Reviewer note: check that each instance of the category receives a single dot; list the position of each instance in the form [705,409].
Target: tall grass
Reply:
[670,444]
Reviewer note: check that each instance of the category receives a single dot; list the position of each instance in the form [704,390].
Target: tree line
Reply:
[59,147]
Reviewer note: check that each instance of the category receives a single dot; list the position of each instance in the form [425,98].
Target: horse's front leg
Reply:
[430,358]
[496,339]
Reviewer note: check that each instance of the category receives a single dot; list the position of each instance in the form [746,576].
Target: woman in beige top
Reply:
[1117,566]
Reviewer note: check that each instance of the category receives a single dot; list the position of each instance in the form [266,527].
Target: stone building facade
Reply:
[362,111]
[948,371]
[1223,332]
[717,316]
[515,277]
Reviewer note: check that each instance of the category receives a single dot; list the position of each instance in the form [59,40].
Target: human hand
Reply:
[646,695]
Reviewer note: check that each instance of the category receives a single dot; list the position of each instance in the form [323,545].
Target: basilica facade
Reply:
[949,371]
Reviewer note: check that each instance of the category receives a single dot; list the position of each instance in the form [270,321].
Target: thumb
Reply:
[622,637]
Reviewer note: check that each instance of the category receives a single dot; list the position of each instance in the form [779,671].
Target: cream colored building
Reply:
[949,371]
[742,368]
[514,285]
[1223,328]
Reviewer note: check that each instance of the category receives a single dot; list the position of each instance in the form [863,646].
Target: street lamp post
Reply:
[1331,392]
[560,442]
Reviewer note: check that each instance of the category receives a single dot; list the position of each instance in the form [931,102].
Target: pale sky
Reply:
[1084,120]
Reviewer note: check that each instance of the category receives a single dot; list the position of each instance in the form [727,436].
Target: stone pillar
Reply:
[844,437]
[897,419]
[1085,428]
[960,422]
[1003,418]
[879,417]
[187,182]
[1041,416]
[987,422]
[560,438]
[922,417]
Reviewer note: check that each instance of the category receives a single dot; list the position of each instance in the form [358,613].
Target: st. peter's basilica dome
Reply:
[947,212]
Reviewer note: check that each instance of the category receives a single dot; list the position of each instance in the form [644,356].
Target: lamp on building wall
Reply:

* * *

* _Exercise requirements_
Pull out every line in the data above that has the word "lamp".

* _Your solution_
Target: street lamp post
Target: lamp on building wall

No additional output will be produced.